WHAT THIS TASK INVOLVES: Count the lines in the data that contain the word "blue", and give only that number.

### RECORD EXCERPTS ###

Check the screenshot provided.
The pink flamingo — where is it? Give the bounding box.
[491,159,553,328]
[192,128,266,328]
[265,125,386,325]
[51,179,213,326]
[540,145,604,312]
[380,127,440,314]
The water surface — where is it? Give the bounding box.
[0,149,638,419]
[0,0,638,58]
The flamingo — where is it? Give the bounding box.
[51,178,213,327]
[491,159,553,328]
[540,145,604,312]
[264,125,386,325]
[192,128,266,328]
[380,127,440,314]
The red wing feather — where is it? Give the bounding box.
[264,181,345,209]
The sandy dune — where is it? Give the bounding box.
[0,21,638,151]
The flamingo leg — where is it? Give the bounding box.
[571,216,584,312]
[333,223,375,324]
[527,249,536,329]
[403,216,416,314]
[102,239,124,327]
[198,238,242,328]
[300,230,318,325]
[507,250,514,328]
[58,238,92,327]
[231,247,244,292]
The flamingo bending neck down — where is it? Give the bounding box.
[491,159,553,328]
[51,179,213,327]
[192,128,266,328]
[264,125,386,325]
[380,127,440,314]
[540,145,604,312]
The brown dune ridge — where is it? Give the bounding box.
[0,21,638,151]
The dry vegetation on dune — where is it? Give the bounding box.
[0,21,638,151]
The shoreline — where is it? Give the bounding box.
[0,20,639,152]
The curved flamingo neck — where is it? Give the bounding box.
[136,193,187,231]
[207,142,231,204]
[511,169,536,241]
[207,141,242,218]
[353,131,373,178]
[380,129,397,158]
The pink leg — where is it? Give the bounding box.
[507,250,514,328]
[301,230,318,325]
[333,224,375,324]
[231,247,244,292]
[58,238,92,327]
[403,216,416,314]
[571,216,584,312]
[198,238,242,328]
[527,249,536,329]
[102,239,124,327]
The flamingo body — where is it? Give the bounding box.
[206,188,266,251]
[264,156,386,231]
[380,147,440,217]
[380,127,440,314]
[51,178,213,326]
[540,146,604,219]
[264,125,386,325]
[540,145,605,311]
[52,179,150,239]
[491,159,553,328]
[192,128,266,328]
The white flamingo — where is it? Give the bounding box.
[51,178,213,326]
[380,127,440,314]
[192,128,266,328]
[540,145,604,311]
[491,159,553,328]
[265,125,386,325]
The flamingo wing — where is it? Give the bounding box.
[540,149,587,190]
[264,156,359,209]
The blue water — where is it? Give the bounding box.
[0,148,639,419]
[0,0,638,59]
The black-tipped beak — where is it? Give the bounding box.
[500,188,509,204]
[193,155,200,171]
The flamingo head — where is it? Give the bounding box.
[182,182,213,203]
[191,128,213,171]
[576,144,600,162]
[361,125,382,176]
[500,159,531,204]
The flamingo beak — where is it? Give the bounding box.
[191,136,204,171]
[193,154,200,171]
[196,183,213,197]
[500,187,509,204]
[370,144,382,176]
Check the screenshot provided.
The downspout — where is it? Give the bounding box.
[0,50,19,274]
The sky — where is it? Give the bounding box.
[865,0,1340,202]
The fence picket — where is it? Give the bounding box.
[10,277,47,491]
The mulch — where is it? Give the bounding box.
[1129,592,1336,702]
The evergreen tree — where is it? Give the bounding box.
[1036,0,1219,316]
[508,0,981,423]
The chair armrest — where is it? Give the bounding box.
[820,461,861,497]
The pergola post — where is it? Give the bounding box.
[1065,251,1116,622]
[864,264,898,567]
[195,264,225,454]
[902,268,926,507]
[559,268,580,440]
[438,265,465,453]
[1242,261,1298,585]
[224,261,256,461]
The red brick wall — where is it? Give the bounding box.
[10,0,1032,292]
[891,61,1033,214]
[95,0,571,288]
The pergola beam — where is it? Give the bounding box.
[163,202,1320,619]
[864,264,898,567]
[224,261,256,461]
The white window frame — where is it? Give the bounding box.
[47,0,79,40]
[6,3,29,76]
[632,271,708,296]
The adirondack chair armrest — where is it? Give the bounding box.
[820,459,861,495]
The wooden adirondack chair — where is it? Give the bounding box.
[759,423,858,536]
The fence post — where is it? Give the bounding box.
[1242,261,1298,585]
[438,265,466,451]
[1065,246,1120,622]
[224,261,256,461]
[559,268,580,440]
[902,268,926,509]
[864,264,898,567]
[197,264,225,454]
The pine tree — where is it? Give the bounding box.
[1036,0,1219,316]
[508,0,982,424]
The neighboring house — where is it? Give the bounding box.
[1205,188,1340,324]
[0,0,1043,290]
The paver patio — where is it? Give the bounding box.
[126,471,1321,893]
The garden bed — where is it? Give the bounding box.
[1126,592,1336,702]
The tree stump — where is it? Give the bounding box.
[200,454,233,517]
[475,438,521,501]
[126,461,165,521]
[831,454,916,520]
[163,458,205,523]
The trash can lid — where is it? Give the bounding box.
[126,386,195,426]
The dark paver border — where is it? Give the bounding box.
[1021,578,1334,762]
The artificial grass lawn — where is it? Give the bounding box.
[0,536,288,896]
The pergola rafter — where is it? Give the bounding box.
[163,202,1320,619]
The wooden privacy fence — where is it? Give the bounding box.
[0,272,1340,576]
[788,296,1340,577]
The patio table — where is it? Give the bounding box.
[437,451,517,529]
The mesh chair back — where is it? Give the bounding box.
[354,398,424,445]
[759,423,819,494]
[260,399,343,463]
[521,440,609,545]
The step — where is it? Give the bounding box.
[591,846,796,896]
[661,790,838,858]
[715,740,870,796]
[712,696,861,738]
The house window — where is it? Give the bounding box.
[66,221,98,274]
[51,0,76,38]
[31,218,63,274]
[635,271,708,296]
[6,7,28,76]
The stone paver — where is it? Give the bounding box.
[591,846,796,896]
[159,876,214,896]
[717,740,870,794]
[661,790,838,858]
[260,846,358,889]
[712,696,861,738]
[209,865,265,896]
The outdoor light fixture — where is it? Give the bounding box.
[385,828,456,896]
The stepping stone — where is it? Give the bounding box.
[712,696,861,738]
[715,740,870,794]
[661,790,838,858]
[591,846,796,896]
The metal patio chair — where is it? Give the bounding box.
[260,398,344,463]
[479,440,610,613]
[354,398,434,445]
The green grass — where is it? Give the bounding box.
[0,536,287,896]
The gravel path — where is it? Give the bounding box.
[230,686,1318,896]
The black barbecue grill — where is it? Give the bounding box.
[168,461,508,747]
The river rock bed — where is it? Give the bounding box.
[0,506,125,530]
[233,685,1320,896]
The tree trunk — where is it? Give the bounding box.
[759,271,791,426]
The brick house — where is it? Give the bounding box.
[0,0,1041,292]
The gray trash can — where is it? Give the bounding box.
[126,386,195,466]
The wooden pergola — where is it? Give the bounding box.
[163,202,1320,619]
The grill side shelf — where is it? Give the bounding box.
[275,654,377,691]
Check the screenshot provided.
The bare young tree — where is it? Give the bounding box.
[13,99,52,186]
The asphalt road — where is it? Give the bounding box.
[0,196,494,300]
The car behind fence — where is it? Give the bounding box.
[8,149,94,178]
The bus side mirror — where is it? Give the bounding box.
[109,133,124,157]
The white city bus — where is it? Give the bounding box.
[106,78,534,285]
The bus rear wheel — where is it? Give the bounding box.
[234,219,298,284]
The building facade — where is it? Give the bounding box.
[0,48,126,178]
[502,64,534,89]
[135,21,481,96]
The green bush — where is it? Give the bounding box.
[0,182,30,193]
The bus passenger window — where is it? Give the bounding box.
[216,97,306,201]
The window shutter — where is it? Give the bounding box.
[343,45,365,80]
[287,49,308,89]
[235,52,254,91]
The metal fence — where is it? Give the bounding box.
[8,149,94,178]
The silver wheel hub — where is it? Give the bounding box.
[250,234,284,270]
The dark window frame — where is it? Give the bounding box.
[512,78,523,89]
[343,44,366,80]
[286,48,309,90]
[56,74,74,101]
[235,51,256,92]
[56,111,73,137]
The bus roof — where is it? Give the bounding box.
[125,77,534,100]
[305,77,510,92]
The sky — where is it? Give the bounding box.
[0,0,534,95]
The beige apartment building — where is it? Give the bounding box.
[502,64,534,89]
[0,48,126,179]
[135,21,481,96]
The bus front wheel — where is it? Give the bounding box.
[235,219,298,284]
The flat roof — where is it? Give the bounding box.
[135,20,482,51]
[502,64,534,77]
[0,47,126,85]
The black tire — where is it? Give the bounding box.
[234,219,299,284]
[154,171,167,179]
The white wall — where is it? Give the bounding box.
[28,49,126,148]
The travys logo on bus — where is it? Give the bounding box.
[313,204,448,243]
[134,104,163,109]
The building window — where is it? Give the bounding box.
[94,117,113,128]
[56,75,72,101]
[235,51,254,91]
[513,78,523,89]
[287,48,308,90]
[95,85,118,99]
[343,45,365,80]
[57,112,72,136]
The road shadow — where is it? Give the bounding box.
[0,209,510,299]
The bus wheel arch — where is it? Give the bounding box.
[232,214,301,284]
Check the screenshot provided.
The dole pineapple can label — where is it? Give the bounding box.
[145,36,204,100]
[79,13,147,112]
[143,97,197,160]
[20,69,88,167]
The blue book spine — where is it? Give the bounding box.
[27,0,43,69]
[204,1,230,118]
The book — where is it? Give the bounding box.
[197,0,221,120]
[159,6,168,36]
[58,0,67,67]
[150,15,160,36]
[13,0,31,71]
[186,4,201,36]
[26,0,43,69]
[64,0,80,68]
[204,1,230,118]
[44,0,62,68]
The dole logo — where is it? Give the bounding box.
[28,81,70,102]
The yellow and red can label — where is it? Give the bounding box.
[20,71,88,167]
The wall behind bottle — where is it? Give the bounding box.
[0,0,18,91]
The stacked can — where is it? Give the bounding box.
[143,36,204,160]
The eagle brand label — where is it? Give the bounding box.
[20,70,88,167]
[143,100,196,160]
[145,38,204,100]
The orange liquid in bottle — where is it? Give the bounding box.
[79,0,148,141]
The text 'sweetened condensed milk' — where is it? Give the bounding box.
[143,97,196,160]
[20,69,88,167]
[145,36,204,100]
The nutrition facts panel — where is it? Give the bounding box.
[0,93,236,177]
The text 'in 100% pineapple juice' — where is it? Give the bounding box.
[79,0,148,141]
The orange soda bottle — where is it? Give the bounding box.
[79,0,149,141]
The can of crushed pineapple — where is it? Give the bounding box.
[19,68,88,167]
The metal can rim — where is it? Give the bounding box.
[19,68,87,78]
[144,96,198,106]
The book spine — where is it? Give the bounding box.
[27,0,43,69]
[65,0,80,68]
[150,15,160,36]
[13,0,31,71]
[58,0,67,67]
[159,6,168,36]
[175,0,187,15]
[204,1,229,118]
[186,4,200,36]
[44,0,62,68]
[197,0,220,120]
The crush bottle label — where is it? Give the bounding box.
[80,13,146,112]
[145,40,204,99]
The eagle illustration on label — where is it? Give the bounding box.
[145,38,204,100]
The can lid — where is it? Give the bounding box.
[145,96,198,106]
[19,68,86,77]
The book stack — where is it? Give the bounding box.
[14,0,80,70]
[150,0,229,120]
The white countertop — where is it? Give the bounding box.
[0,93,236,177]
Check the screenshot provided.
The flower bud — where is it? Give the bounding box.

###

TASK RESPONSE: 2